> Task to carry out
In the forum thread below on covariate measurement error, which command is said to estimate the standard errors for the parameters of interest incorrectly?

> Text provided
## start
Covariate measurement error with binary outcomes

wbuchanan

Join Date: Mar 2014

Posts: 1361
#1

Covariate measurement error with binary outcomes

30 Mar 2019, 17:52

While it is possible to get parameter estimates corrected for measurement error using -sem- like:

Code:

use http://www.stata-press.com/data/r15/sem_rel.dta, clear sem (y <- x1) sem (x1 <- X)(y <- X), reliability(x1 0.5)

It isn't possible to use the reliability option with the -gsem- command. Additionally, the command -eivreg- is known to incorrectly estimate the standard errors for the parameter(s) of interest (see Lockwood, J. R., McCaffrey, D. F., & Savage, C. (2017). Errors-in-variables: Why Stata's -eivreg- is wrong and what to do instead. Presented at 2017 Society for Research on Effective Education Conference. Retrieved from: https://www.sree.org/conferences/201...pdf&item=slide):

Code:

eivreg y x1, r(x1 0.5)

Additionally, the reliability option generalizes to the multilevel context as long as the model specified uses an identity link and gaussian family:

Code:

g byte school = rbinomial(4, 0.5) // This model will fail to converge nearly immediately, but at least illustrates that it is possible to deal with covariate measurement error in the context of mixed effects gsem (x1 <- X)(y <- X RE[school]), reliability(x1 0.65) link(identity) family(gaussian) difficult

So, I am wondering if anyone is aware of any ways to deal with covariate measurement error when the outcome is binary and the model includes random intercepts and a random coefficient? If context helps, we are trying to estimate the probability of students being retained in grade conditional on test scores (which are measured with a non-trivial amount of error), demographics, school-level random intercepts, and prior schooling indicators (random coefficients). I imagine it might be possible to deal with this in a Bayesian framework (as well as being able to specify priors that could keep estimates away from the boundaries), but don't have much experience with Bayesian modeling.
Tags: None
Joseph Coveney

Join Date: Apr 2014

Posts: 4375
#2

31 Mar 2019, 00:27

Are you saying that you have only a single pupil-level measure—one test score (x1)—and that you've determined that its measurement reliability is 0.65? Perhaps you could flesh out the measurement submodel with at least two other indicators of X from among, say, demographic information, teacher comments in report cards, disciplinary events during the school year. You might then be able to obviate the need for specifying a measurement reliability value, and could proceed with gsem using a binomial distribution family and suitable link function.
## end
> Dataset section
## start
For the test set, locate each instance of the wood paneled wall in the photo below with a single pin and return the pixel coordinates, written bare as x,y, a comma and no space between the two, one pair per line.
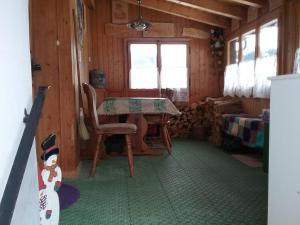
## end
> Reply to the task
The -eivreg- command.